*Task brief*:
Reproduce every line of the entries below in full. Move each answer point by adding 15 to both its x and y coordinates.

Stored items
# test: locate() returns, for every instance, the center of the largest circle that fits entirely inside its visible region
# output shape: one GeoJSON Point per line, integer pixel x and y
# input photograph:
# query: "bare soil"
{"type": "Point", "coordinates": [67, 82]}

*Full output*:
# test: locate() returns, for every instance, the center of the largest circle that fits entirely inside its visible region
# output shape: one GeoJSON Point per line, integer pixel x and y
# input photograph:
# query: "bare soil"
{"type": "Point", "coordinates": [82, 97]}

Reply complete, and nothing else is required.